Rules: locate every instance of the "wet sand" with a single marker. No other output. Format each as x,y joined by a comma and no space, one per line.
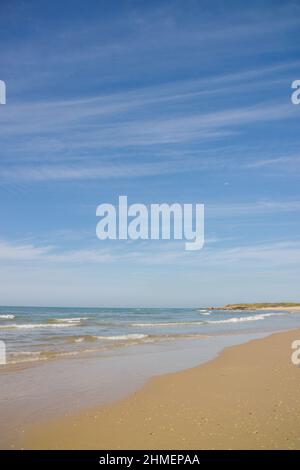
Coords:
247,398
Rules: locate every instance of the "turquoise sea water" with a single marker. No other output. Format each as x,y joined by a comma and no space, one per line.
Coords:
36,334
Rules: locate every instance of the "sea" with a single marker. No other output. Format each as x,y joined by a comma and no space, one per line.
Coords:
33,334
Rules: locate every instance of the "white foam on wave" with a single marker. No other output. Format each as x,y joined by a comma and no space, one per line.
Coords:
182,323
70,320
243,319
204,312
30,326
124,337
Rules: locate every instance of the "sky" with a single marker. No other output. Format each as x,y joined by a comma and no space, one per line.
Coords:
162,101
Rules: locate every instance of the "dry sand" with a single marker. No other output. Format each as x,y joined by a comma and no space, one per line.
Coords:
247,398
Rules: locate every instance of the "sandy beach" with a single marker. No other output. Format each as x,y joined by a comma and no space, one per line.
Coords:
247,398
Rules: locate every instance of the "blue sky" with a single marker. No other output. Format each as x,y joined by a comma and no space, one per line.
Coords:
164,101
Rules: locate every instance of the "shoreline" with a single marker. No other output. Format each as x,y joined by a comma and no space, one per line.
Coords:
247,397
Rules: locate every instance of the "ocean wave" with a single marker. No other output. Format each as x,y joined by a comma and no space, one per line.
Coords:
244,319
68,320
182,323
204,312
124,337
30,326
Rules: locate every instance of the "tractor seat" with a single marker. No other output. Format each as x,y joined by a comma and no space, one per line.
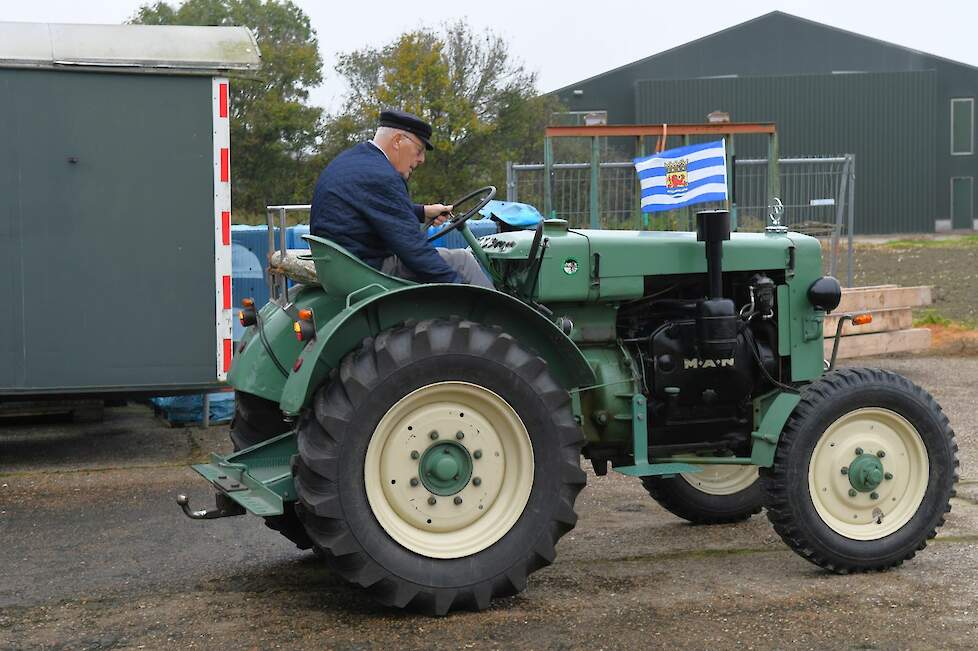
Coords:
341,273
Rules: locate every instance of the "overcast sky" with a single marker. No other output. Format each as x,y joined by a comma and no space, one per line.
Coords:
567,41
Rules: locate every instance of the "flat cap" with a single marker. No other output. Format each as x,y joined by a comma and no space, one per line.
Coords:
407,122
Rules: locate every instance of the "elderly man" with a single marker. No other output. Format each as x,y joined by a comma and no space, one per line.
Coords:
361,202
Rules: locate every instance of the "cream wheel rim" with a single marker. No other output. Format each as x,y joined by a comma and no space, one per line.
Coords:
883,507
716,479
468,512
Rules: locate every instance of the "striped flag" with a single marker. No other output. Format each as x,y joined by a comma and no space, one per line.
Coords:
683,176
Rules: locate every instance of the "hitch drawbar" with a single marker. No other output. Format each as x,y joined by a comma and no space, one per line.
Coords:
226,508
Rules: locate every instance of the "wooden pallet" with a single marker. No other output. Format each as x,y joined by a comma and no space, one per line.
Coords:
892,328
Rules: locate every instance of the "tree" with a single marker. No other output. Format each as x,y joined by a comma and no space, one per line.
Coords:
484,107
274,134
_ _ _ _ _ _ _
Given exercise |
Reproduce all the entries that precede this task, word for word, minus any pictures.

Task response |
Rules: locate every instance of the "wet sand" with a single marker. No other output. Format each as x,y joined by a comma and no space, one per line.
Coords:
247,398
Rules: locate every instance of the "turquoise sea water" with a single marker. No other output. Format each as x,y joined by a comma and no space, one per line.
Coords:
36,334
Rules: locate every instance of the "sea" with a single marker. No other output. Format each as x,y joined by a comma and no space, one per line.
Coords:
33,334
Rules: locate every instance of the "white foam on wave" with a single marker. No other output. Format each as x,y joined by a comma and no space, one per line.
Coords:
182,323
70,320
243,319
204,312
30,326
124,337
Rules: locate every instance of the "sky" with a single marker. No other output. Format each as x,y joined by a comma and no space, one per line.
Coords:
162,101
Rules: locate every instance of the "dry sand" with a single marker. No other output. Format each as x,y joined by a comma and no space, one per line.
Coords:
247,398
Rules: locate every instance of the "sandy beach" with a single marker. No other output. Format each as x,y joined by a comma and no space, one per line.
Coords:
247,398
Rules: locate every instance of the "blue sky" with a single marker. No other output. Format each as x,y joined by a comma and no space, one per line.
Coords:
164,101
Rules: locate every instance of the "shoreline" with a single marker. No other output. Format each as x,y joined by a comma and no space, one per line.
Coords:
247,397
Rules: locate every instance of the "ocean wave" with a single marker. No other output. Format each as x,y joined by a comma and no space, one per line.
Coords:
244,319
68,320
182,323
204,312
124,337
30,326
Rules: locate every instance of the "tractor seat" with a single marker. No other output. Format each as x,y joined by a comma and no space, one per line.
Coords:
341,273
Rules: locate every instance of the "overcast sky" with a single marker. No other output. Format each as x,y joined by a comma and no space, one per line.
Coords:
567,41
Rules: locate every instance of the "flat cap" with a single marker. No other output. Format each as x,y joined by a comma and no space, one per line.
Coords:
407,122
Rules: locate every instance of the "elderly man" with a single marker. No other output. Format each as x,y joined by a comma and no space, one per line.
Coords:
361,202
Rules: locate every instance of the "cream wheel rim" with a single marker. No other output. Format each as x,y joined by a comma and no space, one per line.
Coords:
883,507
716,479
468,512
Rules: locate every instance of the "striped flag" with a single marker. No other output. Format each as x,y joined by a comma and no space, one per line.
Coords:
683,176
Rules: locate every instance of the "hitch drawbar" with a single marker. No other output. Format each as x,y joined by a comma and no space, one per line.
Coords:
226,508
Rules: locate every instance of the "wooden pallet" with a single marker. No other output. Format each as x,y joined by a comma and no space, one per line.
Coords:
892,328
Rules: locate every instance of the "tree" with a single marker. No other output. Format each as x,y joined by a comma and no space, one per line.
Coords:
484,107
274,134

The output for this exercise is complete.